** Start of SOURCE EXCERPT **
Category Archives: Uncategorized

Jeremy Marzuola (UNC)

The APDE seminar on Wednesday, 3/13, will be given by Jeremy Marzuola (UNC) in-person in Evans 748, and will also be broadcasted online via Zoom from 4:10pm to 5:00pm PST. To participate, please email Federico Pasqualotto (fpasqualotto@berkeley.edu) or Mengxuan Yang (mxyang@math.berkeley.edu). Please note the special time and location of this talk.

Title:  Spectral minimal partitions, nodal deficiency and the Dirichlet-to-Neumann map

Abstract:  The oscillation of a Laplacian eigenfunction gives a great deal of information about the manifold on which it is defined. This oscillation can be encoded in the nodal deficiency, an important geometric quantity that is notoriously hard to compute, or even estimate. Here we compare two recently obtained formulas for the nodal deficiency, one in terms of an energy function on the space of equipartitions of the manifold, and the other in terms of a two-sided Dirichlet-to-Neumann map defined on the nodal set. We relate these two approaches by giving an explicit formula for the Hessian of the equipartition energy in terms of the Dirichlet-to-Neumann map. This allows us to compute Hessian eigenfunctions, and hence directions of steepest descent, for the equipartition energy in terms of the corresponding Dirichlet-to-Neumann eigenfunctions. Our results do not assume bipartiteness, and hence are relevant to the study of spectral minimal partitions.  This is joint work with Greg Berkolaiko, Yaiza Canzani and Graham Cox.
** End of SOURCE EXCERPT **
** Start of WORKING DATA **
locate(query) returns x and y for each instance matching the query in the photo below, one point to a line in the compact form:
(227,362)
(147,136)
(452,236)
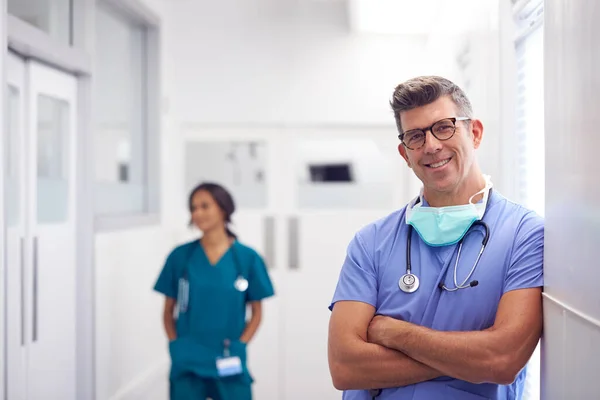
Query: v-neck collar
(216,263)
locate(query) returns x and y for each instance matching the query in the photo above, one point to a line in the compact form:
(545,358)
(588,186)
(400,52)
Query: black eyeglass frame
(430,129)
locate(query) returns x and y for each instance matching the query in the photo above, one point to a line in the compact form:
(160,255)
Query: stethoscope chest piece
(241,284)
(408,283)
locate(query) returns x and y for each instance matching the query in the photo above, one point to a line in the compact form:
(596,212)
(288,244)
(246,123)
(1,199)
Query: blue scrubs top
(513,259)
(216,309)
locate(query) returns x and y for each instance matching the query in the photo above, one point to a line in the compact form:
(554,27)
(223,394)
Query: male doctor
(455,323)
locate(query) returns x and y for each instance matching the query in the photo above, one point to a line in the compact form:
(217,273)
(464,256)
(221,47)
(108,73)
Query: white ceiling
(420,16)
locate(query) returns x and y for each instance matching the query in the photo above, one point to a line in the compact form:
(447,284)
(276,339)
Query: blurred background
(115,109)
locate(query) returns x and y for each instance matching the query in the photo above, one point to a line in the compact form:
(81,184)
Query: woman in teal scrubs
(208,283)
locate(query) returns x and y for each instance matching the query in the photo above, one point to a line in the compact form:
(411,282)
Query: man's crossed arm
(367,352)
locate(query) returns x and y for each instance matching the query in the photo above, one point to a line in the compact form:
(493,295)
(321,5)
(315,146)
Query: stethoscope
(240,283)
(409,282)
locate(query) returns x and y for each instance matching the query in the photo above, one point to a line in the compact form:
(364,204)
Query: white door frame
(3,369)
(84,219)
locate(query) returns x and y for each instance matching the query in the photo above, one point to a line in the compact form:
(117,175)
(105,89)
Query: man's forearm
(364,365)
(471,356)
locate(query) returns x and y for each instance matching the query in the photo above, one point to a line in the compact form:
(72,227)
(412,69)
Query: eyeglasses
(441,130)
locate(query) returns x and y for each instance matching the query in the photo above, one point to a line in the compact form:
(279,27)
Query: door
(343,180)
(251,165)
(15,212)
(41,239)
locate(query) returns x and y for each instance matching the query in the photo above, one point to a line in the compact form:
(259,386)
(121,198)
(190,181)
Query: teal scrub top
(216,309)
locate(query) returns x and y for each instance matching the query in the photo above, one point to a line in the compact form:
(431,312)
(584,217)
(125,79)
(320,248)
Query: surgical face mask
(443,226)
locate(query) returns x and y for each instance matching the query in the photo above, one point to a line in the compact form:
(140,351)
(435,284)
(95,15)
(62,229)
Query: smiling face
(447,168)
(206,213)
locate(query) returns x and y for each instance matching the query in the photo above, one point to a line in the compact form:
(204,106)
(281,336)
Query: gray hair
(423,90)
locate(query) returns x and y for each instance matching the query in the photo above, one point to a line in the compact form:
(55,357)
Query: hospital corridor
(299,199)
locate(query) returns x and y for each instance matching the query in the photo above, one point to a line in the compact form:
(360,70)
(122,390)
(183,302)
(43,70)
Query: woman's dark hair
(223,199)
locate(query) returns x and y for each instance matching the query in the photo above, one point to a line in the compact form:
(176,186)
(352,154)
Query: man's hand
(382,331)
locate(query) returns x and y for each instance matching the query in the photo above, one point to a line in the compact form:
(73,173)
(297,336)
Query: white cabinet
(301,196)
(40,192)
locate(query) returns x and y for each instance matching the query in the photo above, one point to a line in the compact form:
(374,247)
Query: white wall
(572,301)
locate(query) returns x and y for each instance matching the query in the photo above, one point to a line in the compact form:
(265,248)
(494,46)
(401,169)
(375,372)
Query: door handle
(293,243)
(35,289)
(269,227)
(22,273)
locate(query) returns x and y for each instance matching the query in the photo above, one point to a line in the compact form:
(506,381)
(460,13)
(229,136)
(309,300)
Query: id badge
(228,366)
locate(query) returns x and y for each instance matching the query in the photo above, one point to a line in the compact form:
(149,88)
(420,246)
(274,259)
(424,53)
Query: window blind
(529,142)
(529,136)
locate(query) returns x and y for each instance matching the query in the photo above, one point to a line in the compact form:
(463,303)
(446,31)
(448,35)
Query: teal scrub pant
(192,387)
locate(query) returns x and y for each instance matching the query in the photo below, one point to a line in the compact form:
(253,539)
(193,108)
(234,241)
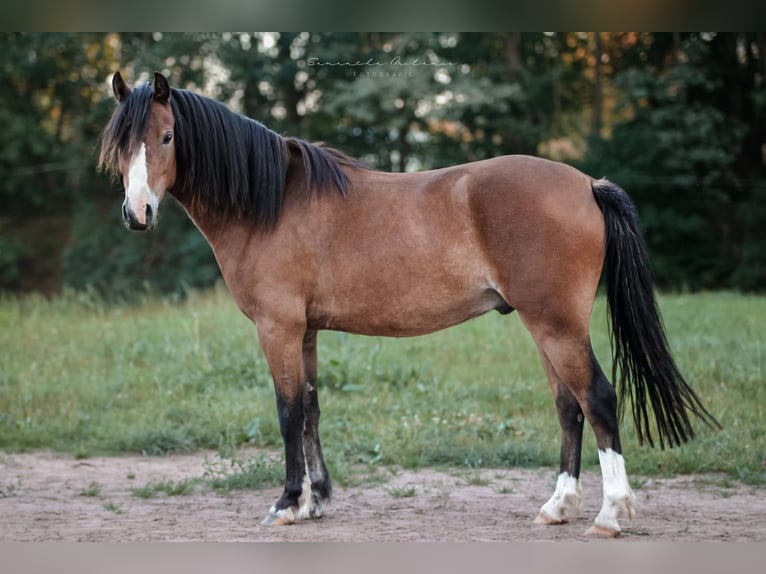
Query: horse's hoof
(602,532)
(548,521)
(279,518)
** End of WORKING DATA **
WORK INSTRUCTIONS:
[1] Retype the passage of the seminar announcement that begins at the words "The APDE seminar" and stops after "of this talk.".
[2] How many lines of the records contain the string "frame", with case counting? Reply with the number alone.

EXERCISE SOLUTIONS:
[1]
The APDE seminar on Wednesday, 3/13, will be given by Jeremy Marzuola (UNC) in-person in Evans 748, and will also be broadcasted online via Zoom from 4:10pm to 5:00pm PST. To participate, please email Federico Pasqualotto (fpasqualotto@berkeley.edu) or Mengxuan Yang (mxyang@math.berkeley.edu). Please note the special time and location of this talk.

[2] 2